→ **Assigned task**
Give again the line that contains "Note for the class: annotate every instance of the woman's" and every line after it to the end of the records. Keep them exactly as they are and add nothing.

START Information supplied

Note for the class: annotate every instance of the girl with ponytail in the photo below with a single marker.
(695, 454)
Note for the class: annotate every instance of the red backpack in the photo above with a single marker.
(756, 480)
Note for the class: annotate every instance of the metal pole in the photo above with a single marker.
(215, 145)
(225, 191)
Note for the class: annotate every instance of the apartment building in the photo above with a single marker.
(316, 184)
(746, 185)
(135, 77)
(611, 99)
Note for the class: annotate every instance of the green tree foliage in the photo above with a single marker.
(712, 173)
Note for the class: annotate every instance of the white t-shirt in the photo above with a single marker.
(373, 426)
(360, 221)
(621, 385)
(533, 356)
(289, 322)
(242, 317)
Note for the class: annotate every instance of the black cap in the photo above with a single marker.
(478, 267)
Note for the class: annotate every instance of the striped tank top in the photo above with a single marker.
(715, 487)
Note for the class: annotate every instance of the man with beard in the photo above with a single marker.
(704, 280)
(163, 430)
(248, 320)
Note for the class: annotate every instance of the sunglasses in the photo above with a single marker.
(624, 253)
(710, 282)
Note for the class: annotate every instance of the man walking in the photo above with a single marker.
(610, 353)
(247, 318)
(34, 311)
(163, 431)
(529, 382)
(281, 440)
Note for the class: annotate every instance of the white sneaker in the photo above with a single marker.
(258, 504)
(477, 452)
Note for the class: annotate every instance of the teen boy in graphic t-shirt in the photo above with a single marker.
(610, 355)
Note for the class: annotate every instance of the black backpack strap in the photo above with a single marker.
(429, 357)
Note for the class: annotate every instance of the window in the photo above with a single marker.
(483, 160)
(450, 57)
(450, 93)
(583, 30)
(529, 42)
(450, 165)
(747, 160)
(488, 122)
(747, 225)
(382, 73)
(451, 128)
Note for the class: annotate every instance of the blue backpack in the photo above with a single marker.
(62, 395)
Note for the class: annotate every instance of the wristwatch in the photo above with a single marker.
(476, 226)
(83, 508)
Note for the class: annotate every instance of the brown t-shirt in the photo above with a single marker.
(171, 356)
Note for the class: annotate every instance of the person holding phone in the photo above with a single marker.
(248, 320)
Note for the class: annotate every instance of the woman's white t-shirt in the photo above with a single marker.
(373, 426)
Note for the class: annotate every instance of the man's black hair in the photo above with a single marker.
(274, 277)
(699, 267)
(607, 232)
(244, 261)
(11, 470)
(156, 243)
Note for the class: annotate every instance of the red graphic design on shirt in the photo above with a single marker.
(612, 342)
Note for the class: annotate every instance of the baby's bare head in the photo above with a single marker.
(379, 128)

END Information supplied

→ **Task output**
Note for the class: annotate every instance of the woman's white t-shirt in the photo above with a single marker.
(373, 426)
Note for the class: annotate every instance of the man's black hair in the photo above with a single marker.
(274, 277)
(699, 267)
(607, 232)
(244, 261)
(11, 470)
(156, 243)
Note for the class: annotate every instance of the red graphic design on shirt in the photo above with a single marker.
(612, 342)
Note for the class: annotate every instance of the baby's bare head in the photo above with a single marker.
(379, 128)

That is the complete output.